* **Task details**
Copy the listing below word for word, starting at the line that contains "Please identify the hillside" and ending at the line that contains "Target: hillside covered in trees", with both of those lines included.

* **Data shown**
------------------------------------------------

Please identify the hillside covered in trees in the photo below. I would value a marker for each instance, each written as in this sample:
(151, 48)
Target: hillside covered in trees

------------------------------------------------

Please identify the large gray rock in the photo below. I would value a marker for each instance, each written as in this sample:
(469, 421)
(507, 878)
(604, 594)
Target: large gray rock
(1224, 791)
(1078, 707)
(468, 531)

------------------------------------------------

* **Response below**
Please identify the hillside covered in trees in the photo below. I would value a marker for each instance, each written as in this sample:
(151, 48)
Target: hillside covered in trees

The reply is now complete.